Stored data entries
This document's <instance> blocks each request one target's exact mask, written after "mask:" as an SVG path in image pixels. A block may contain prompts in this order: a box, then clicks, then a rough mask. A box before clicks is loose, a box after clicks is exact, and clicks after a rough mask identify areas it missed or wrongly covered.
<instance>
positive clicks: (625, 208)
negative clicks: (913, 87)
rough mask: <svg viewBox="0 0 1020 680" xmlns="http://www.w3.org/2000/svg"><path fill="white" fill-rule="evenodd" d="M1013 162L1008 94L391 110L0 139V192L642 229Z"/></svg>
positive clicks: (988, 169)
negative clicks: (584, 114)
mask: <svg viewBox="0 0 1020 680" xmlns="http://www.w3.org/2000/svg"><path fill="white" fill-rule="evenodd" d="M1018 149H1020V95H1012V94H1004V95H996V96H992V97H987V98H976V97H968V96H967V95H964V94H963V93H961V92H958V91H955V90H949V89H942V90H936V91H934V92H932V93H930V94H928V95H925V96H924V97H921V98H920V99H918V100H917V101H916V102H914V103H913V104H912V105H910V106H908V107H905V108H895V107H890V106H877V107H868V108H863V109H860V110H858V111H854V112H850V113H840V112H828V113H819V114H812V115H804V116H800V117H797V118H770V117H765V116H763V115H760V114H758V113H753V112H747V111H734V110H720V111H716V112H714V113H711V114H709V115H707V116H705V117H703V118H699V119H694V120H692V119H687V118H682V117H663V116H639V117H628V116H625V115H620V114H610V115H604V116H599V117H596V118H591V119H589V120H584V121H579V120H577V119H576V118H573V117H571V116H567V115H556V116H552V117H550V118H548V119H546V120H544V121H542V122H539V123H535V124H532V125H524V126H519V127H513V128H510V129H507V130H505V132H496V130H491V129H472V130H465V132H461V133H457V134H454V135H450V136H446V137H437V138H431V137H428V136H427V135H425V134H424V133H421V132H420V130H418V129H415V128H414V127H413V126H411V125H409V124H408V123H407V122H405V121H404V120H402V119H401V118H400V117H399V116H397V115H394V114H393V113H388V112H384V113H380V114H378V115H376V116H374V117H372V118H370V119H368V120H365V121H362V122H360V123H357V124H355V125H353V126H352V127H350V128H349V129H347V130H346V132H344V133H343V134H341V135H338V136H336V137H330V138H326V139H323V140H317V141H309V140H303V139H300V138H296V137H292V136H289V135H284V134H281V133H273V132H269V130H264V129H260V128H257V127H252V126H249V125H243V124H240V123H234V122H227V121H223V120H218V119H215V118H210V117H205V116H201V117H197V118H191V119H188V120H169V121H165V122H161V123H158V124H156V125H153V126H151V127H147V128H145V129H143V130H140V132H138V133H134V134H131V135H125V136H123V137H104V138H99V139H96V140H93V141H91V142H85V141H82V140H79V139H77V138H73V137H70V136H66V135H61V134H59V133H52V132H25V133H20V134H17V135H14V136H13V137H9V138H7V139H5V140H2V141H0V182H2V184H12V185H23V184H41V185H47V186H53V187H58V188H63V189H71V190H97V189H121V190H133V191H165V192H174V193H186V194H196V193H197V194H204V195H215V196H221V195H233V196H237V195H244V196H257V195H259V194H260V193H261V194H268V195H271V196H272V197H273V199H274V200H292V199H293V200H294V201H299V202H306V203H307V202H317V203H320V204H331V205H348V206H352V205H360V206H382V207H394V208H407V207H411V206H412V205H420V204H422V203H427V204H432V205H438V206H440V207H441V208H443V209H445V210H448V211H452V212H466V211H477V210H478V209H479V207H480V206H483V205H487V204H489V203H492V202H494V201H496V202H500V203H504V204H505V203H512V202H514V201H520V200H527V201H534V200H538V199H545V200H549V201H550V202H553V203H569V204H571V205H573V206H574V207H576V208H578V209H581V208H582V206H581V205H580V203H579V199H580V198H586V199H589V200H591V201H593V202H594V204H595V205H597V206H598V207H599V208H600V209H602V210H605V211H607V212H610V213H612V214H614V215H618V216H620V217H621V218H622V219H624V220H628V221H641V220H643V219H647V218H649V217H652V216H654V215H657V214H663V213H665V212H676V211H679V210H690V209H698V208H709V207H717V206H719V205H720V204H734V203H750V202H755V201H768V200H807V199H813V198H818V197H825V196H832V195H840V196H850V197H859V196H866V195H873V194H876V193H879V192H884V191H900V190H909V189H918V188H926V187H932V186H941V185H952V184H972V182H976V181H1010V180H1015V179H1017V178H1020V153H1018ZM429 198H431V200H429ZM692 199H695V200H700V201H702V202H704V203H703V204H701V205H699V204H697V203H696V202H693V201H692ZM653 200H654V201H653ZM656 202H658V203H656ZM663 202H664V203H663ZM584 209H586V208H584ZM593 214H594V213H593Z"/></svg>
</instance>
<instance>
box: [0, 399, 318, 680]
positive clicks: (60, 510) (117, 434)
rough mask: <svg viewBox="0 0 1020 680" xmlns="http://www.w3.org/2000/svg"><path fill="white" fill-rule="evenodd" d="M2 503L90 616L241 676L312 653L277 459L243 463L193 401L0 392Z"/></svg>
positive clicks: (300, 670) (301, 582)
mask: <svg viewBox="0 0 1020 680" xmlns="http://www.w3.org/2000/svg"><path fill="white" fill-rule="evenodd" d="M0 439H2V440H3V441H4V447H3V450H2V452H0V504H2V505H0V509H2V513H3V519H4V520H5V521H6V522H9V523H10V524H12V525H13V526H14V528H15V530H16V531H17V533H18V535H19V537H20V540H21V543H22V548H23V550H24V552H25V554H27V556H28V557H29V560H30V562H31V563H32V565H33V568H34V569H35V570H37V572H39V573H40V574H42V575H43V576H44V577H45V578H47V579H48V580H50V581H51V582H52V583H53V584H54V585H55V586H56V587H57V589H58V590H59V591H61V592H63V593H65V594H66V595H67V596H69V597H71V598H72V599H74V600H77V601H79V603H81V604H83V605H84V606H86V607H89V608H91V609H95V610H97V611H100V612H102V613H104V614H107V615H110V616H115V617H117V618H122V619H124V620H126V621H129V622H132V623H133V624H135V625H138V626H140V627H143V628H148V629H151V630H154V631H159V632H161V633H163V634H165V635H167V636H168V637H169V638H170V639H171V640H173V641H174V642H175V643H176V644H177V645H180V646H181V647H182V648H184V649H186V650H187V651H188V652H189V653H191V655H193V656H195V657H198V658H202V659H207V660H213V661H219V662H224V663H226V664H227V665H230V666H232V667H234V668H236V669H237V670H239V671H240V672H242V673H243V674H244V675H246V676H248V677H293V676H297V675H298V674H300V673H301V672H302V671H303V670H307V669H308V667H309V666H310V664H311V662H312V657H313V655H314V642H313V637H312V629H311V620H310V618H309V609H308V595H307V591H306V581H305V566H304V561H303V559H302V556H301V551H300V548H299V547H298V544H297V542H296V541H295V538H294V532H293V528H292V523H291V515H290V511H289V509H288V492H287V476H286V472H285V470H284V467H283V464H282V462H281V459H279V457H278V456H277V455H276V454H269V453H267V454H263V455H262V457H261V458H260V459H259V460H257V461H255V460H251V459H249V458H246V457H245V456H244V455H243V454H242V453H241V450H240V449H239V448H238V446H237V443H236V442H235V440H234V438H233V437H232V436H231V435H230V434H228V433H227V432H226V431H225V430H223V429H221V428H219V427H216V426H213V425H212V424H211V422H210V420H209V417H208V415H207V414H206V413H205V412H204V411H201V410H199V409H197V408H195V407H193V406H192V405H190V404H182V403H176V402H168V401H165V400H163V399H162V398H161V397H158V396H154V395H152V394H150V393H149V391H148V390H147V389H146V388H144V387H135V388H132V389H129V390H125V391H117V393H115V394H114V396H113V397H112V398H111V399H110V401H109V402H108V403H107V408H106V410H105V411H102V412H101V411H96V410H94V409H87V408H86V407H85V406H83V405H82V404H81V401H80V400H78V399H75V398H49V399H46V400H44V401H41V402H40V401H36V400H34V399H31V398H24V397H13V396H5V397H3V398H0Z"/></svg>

- [Work order]:
Starting at the line that contains "negative clicks: (913, 87)" and stopping after the line that contains "positive clicks: (988, 169)", write out every line exactly as it appears above, and no other line.

- [Answer area]:
negative clicks: (913, 87)
rough mask: <svg viewBox="0 0 1020 680" xmlns="http://www.w3.org/2000/svg"><path fill="white" fill-rule="evenodd" d="M1013 162L1008 94L391 110L0 139V192L642 229Z"/></svg>
positive clicks: (988, 169)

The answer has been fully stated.